→ **EXTRACT PROVIDED**
******************************
With a high school diploma or GED it is possible to begin a career as a gas appliance repair technician. Gas appliance repair technicians fix appliances that are gas-fired.
Gas appliance repair technicians fix gas-fired appliances such as dryers, stoves, furnaces, ranges and fireplaces. Along with knowledge of gas appliances, they should also possess expertise in diagnosing and repairing problems with the electrical components inside gas appliances that keep them running. No formal education is required to become a gas appliance repair tech; on-the-job training is typically provided once employment is secured. Associate's degree programs in electronics and electrical engineering are available for those who wish to enroll in a postsecondary program.
|Required Education||None mandatory; a high school diploma or GED may be preferred|
|Projected Job Growth (2014-2024)||-3.4% for all home appliance repairers*|
|Median Salary (2015)||$36,200 for all home appliance repairers*|
Source: *U.S. Bureau of Labor Statistics
Career Education for a Gas Appliance Repair Technician
Little formal education is required to become a gas appliance repair technician. A high school diploma or equivalent is helpful in first attaining the job, but there are no degree programs available in this field and thus no degree requirements. There are, however, postsecondary technical and vocational programs available in appliance repair that can be helpful in finding jobs as gas appliance repair technicians.
These programs, typically offered at vocational schools or community colleges, generally last 1-2 years and concentrate on education relating to the electrical components of home appliances. Even though gas appliances are fired by gases such as liquid propane and natural gas, they still contain electrical components and repair technicians must know how to fix those problems as well as any that can arise from the gas-related components.
******************************
→ **EXTRACTED MATERIAL**

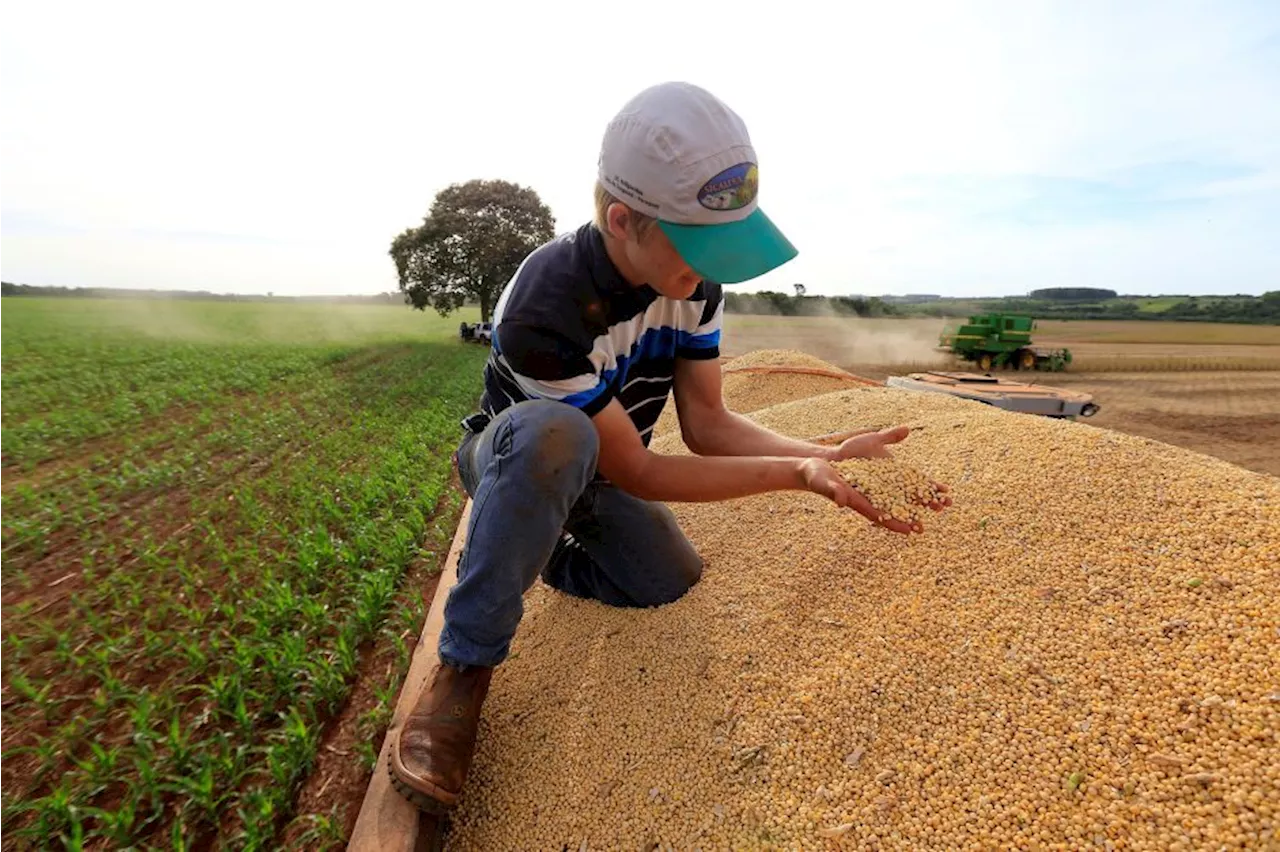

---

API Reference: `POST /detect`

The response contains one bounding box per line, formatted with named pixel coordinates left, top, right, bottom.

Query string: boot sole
left=387, top=764, right=454, bottom=816
left=387, top=734, right=457, bottom=816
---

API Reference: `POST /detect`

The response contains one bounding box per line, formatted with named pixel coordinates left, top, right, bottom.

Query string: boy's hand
left=836, top=426, right=951, bottom=512
left=800, top=458, right=924, bottom=533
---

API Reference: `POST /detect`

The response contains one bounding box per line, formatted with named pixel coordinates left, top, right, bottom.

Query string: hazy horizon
left=0, top=0, right=1280, bottom=298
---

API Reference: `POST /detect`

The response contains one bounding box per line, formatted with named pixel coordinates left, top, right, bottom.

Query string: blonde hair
left=595, top=180, right=658, bottom=241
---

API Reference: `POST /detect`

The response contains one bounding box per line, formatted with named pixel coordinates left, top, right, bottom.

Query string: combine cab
left=884, top=372, right=1101, bottom=420
left=458, top=322, right=493, bottom=344
left=938, top=313, right=1071, bottom=372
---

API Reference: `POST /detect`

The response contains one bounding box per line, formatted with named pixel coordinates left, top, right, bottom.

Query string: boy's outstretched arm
left=675, top=359, right=910, bottom=462
left=591, top=399, right=919, bottom=532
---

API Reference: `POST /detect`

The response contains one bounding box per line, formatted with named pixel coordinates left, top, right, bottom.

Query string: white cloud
left=0, top=0, right=1280, bottom=293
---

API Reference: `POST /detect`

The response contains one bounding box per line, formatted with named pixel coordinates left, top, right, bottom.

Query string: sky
left=0, top=0, right=1280, bottom=296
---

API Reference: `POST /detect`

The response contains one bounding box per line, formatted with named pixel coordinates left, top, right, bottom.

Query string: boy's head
left=595, top=83, right=796, bottom=298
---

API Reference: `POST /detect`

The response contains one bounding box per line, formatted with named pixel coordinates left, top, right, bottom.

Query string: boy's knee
left=517, top=399, right=600, bottom=489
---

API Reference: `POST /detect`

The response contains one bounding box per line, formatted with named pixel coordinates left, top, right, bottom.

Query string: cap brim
left=658, top=207, right=799, bottom=284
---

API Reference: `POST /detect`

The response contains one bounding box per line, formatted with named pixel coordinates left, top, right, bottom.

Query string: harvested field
left=449, top=347, right=1280, bottom=849
left=724, top=316, right=1280, bottom=476
left=1048, top=370, right=1280, bottom=476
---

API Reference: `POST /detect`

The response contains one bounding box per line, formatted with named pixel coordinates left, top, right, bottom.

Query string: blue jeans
left=439, top=400, right=703, bottom=667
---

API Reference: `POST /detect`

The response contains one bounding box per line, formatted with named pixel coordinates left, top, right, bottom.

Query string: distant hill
left=0, top=281, right=1280, bottom=325
left=0, top=281, right=404, bottom=304
left=724, top=288, right=1280, bottom=325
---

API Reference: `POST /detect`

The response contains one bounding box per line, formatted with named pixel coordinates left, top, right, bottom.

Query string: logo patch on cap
left=698, top=162, right=760, bottom=210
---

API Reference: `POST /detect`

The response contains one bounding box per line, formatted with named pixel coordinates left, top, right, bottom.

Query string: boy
left=390, top=83, right=950, bottom=812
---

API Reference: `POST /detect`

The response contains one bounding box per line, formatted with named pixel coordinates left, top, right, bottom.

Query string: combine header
left=884, top=372, right=1101, bottom=420
left=938, top=313, right=1071, bottom=372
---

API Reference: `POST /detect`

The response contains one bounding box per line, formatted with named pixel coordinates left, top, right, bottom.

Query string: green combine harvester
left=938, top=313, right=1071, bottom=372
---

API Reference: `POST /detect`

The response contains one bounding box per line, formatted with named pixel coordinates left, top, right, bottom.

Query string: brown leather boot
left=388, top=664, right=493, bottom=814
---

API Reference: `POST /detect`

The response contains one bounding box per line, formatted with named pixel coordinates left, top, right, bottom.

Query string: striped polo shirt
left=480, top=218, right=724, bottom=446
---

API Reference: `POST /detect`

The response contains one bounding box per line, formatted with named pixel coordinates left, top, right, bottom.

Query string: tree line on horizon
left=0, top=168, right=1280, bottom=325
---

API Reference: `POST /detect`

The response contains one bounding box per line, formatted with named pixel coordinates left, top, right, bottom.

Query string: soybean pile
left=449, top=347, right=1280, bottom=851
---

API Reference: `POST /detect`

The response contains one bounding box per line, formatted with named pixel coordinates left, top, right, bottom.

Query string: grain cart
left=938, top=313, right=1071, bottom=372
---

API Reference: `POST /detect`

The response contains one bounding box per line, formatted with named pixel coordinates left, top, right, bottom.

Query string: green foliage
left=0, top=299, right=484, bottom=848
left=390, top=180, right=556, bottom=321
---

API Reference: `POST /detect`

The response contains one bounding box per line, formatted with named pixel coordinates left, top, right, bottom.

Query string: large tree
left=390, top=180, right=556, bottom=322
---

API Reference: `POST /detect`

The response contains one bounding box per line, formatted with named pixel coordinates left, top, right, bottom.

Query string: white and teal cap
left=599, top=82, right=797, bottom=284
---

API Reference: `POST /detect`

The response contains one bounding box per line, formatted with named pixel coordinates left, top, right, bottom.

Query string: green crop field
left=0, top=298, right=485, bottom=849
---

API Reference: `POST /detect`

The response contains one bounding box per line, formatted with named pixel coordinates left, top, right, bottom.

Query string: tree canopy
left=390, top=180, right=556, bottom=322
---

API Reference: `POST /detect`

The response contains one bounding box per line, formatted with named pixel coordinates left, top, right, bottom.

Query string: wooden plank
left=347, top=500, right=471, bottom=852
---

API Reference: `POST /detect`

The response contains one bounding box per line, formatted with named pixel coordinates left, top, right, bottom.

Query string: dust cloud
left=724, top=305, right=950, bottom=368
******************************
→ **PROBLEM DESCRIPTION**
Pick up the text on becoming a gas appliance repair technician and carry it on from the point where it stops. The rows have nothing to do with what comes next.

→ **ANSWER BOX**
Since one can acquire a job as a gas appliance repair technician with little education, most training is done on the job under the guidance of workers with more experience. During training, new technicians hone their skills of troubleshooting various electronic and mechanical issues, interacting with customers in a friendly, professional manner and working independently to ensure adequate performance without supervision.
Many employers sponsor in-house classes and require technicians to attend seminars given by appliance manufacturers that keep repair skills up to date. Supplemental instruction is also available that trains technicians to perform warranty work and regular training sessions to ensure that they receive instruction on the latest models of gas-fired home appliances.
The initial training required by employers can last anywhere from a few months to a few years and supplemental instruction is ongoing to keep skills fresh and relevant. Manufacturers typically put out service bulletins to inform technicians and consumers of potential issues with gas appliances and technicians should be well-versed and up-to-date with these soon after they are released.
Because of the potential for volatility with gas-fired appliances that are incorrectly installed or serviced, training in this field must be thorough and constantly updated. Technicians should always have the tools available to ensure correct and safe repair of gas appliances.
Jobs for gas appliance repair technicians are expected to decline from 2014-2024. Although no specific postsecondary gas appliance technician training is available, completing a vocational program in appliance repair or an associate's degree in electronics and electrical engineering may be beneficial and help applicants increase their job prospects.